Activity: Each entry that follows should be retyped in full and exactly.
________
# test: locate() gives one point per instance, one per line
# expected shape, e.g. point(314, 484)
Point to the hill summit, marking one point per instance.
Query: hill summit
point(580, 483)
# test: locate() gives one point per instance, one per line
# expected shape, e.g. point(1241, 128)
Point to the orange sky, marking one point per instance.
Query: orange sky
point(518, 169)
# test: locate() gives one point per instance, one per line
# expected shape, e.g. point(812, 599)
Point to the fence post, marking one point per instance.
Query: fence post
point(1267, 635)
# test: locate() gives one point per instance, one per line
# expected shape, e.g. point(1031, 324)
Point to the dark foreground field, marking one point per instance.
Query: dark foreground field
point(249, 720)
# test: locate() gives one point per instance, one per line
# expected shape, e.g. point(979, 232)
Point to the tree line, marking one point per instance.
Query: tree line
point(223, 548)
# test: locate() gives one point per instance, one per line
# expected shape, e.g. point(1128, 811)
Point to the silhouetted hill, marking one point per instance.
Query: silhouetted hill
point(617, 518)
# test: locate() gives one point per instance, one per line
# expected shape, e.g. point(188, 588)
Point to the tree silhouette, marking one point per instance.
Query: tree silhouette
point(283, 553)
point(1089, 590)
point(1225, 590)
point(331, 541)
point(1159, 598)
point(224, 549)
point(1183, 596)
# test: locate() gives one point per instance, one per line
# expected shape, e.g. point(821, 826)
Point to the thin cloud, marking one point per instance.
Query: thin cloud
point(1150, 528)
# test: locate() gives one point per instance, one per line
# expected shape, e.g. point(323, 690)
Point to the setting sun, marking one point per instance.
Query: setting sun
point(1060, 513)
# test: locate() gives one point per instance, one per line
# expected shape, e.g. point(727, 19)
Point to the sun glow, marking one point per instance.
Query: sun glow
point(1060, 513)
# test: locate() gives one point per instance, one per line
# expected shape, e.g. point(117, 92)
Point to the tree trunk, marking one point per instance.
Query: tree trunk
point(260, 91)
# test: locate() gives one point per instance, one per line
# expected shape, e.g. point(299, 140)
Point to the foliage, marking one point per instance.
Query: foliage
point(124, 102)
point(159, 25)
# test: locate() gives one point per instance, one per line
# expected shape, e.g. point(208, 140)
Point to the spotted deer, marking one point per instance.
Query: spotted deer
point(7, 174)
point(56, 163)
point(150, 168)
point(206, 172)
________
Result for this exercise:
# test: locate() gives one point per instance, one per line
# expected shape, e.g. point(314, 484)
Point to the hill summit, marking one point per instance.
Query: hill summit
point(580, 483)
# test: locate() gives one point per instance, one per line
# expected shape, e.g. point(1241, 128)
Point to the orange sky, marking one point per instance.
Query: orange sky
point(518, 169)
# test: locate() gives one point per instance, one per line
# expected shape, e.g. point(812, 599)
Point to the fence post, marking one point per instance.
Query: fence post
point(1267, 635)
# test: locate() gives one point per instance, one per line
# expected shape, e.g. point(1031, 324)
Point to the dark foreground field, marking one point per instance.
Query: dark foreground field
point(249, 720)
# test: locate() gives one point per instance, one per line
# expected shape, e.g. point(979, 232)
Point to the tree line, marking one point per instance.
Query: tree line
point(223, 548)
# test: locate() gives one point per instance, one per line
# expected shape, e.g. point(1128, 811)
Point to the silhouetted hill, marking one point per instance.
Query: silhouetted hill
point(617, 518)
# test: locate() gives one point per instance, one per line
# expected shape, e.g. point(188, 588)
Point to the tree silhouette, marking one point per instance.
Query: tree silhouette
point(283, 553)
point(1089, 590)
point(1225, 590)
point(331, 541)
point(1159, 598)
point(224, 549)
point(1183, 596)
# test: locate() gives one point per instance, one per line
# expected shape, e.g. point(821, 826)
Point to the thin cloud, marking one point per instance.
Query: thin cloud
point(1150, 528)
# test: locate() gives one point per instance, one per line
# expected shape, e.g. point(323, 690)
Point to the setting sun, marking one point per instance.
Query: setting sun
point(1060, 513)
# test: locate() gives one point per instance, one per line
# expected shape, e.g. point(727, 19)
Point to the sun glow, marking one point per instance.
Query: sun glow
point(1060, 513)
# test: locate() gives one point per instance, one per line
# expected shape, e.g. point(117, 92)
Point to the tree trunk, marking one point per instance.
Query: tree trunk
point(260, 91)
# test: locate() gives one point per instance, one per line
# expected shape, e.g. point(299, 140)
Point to the foliage, marking one point per instance.
Query: foliage
point(124, 102)
point(159, 25)
# test: locate() gives one point per instance, one per line
# expected shape, e.g. point(208, 140)
Point to the spotted deer, marking one point per instance.
Query: spotted deer
point(7, 174)
point(56, 163)
point(150, 168)
point(206, 172)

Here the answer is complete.